Records provided:
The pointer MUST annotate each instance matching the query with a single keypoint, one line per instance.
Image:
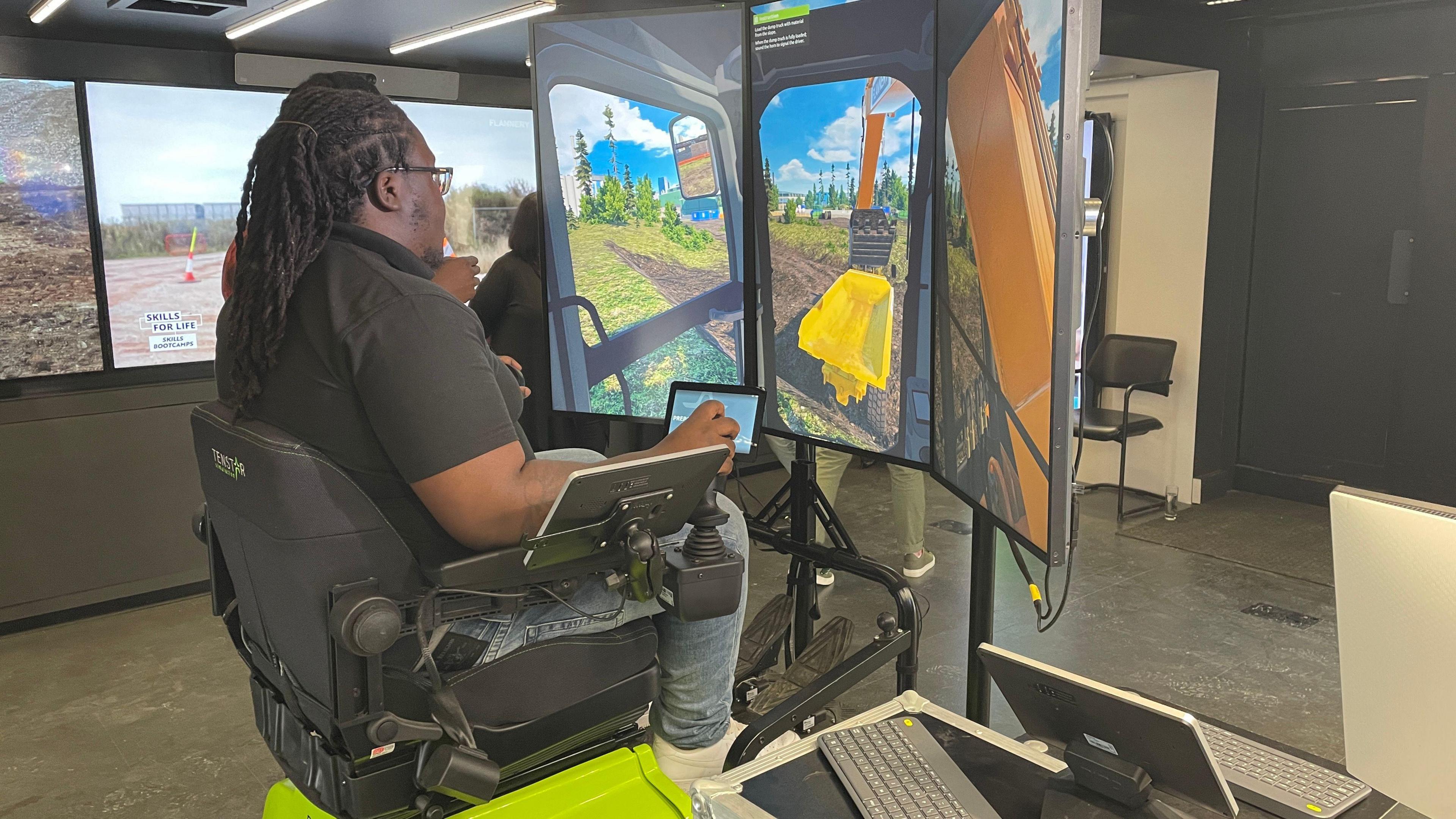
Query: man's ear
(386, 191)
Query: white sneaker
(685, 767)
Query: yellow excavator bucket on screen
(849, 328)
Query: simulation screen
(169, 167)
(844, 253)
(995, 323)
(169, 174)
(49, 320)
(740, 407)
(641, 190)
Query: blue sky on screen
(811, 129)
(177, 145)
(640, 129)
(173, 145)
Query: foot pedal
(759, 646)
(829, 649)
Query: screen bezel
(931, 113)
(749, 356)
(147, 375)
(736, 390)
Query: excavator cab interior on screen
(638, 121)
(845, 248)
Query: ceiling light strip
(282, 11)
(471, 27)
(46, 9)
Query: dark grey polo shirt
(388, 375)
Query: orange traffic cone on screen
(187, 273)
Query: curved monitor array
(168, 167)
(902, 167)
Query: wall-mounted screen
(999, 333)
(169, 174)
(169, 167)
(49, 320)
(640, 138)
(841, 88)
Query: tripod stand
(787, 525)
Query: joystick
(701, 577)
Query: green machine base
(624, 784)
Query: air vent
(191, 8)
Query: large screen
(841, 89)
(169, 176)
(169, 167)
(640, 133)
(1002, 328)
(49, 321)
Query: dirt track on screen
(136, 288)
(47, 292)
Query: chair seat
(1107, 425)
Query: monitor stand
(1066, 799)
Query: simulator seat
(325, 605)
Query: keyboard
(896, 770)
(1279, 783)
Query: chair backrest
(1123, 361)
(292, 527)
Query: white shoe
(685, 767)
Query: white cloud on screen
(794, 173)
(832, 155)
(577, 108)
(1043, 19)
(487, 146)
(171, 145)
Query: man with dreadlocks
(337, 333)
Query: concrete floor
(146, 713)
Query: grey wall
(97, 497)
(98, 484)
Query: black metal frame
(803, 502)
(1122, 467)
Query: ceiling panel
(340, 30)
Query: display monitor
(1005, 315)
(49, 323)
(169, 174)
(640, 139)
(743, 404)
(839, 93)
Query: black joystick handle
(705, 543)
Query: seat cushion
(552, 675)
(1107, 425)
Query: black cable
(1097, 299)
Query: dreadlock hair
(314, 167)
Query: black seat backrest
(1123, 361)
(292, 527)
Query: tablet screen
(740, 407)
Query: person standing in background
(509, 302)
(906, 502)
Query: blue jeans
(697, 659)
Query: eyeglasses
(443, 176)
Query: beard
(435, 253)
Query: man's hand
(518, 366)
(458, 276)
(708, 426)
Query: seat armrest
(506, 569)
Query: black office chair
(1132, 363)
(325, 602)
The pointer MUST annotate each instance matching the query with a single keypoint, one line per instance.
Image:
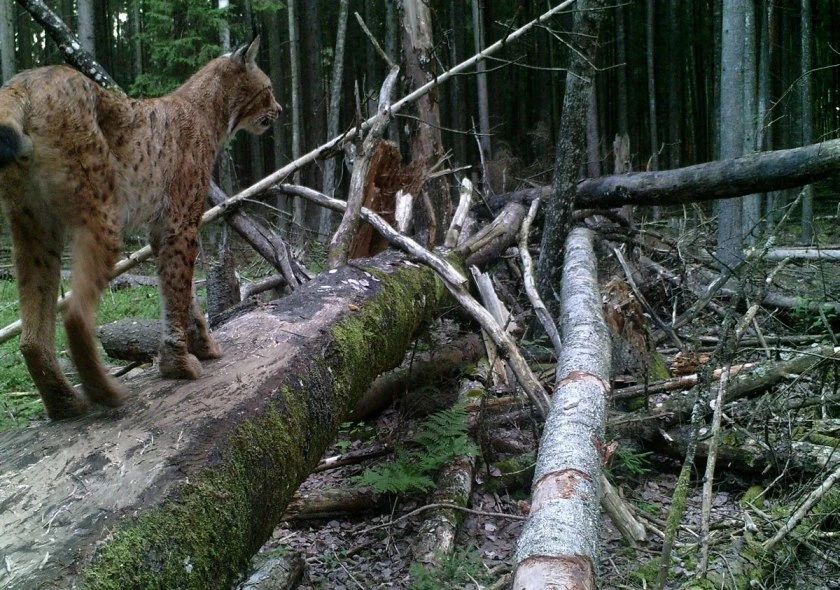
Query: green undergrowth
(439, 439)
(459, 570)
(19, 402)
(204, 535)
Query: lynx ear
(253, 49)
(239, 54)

* * *

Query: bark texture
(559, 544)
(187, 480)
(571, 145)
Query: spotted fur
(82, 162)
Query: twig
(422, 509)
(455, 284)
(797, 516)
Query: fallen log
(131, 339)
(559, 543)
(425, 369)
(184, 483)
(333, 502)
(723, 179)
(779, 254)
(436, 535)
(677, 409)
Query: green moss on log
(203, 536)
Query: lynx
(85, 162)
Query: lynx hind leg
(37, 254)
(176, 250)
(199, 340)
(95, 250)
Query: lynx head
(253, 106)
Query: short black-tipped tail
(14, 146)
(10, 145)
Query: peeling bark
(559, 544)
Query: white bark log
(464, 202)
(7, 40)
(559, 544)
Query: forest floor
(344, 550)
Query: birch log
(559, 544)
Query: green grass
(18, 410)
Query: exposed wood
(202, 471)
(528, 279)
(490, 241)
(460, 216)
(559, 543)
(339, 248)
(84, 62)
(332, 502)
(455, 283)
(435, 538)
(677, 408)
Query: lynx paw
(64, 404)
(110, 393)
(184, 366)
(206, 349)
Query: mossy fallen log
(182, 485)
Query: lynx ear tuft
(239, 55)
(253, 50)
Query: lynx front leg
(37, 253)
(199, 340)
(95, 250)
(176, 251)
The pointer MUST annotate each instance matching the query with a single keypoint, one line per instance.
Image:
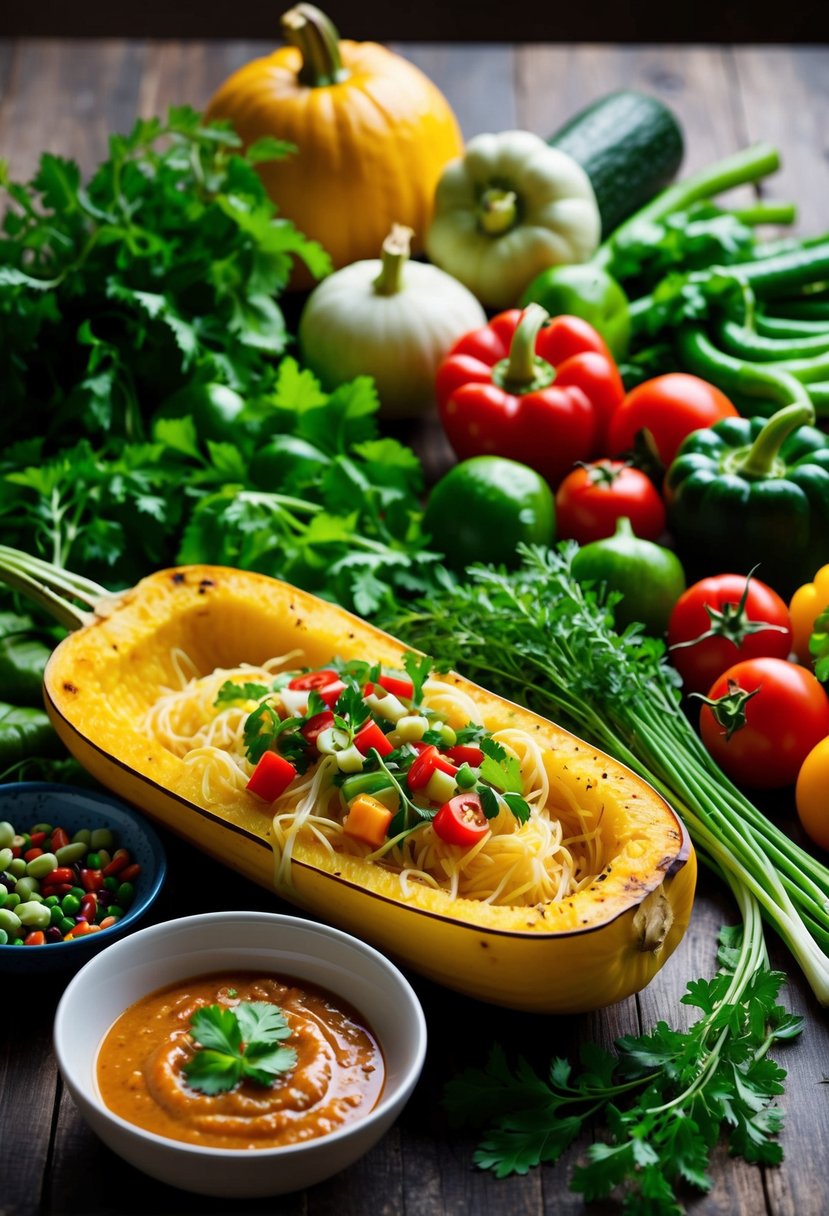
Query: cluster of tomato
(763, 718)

==

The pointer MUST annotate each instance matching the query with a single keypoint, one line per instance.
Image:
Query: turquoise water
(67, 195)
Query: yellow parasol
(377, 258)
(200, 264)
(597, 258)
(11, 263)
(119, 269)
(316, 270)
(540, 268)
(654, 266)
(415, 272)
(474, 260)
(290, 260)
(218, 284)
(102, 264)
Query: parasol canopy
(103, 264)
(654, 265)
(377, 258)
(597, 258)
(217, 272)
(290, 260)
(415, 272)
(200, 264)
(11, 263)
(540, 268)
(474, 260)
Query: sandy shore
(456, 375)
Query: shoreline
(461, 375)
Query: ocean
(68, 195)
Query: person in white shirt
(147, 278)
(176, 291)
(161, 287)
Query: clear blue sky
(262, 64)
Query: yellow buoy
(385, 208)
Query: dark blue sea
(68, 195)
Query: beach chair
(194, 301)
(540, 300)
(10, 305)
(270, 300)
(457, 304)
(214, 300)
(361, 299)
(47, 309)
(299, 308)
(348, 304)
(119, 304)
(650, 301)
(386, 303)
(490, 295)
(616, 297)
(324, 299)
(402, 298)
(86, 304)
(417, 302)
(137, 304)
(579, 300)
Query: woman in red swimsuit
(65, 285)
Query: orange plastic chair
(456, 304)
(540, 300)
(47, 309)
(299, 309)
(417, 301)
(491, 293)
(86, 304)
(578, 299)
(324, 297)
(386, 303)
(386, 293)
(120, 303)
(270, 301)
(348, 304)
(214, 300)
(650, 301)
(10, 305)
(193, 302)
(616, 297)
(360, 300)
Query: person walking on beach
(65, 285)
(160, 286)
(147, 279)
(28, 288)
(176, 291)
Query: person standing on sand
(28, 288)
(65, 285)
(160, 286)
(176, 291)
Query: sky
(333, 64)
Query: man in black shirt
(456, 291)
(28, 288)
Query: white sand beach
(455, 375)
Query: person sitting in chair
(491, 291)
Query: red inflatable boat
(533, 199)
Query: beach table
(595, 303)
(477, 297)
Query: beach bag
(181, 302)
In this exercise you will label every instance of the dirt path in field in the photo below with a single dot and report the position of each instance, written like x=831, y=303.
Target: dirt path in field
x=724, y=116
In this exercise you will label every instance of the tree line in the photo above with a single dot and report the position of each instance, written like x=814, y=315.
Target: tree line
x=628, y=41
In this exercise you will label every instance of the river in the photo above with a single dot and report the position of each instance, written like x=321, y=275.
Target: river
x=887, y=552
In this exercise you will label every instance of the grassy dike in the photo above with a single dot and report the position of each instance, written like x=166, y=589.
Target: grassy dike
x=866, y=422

Exercise:
Find the word "every" in the listing above. Copy each line where it appears.

Exercise solution:
In this exercise you will label every instance of the dirt path in field in the photo below with a single dot and report the position of each instance, written like x=831, y=303.
In this exercise you will label every instance of the tree line in the photo above with a single dot and report the position of each instance, written like x=814, y=315.
In this exercise you will label every instance of the river in the photo above with a single dot and report the position of each instance, written like x=321, y=275.
In this exercise you will label every instance of the grassy dike in the photo above with a single dot and report the position of each instance, written like x=166, y=589.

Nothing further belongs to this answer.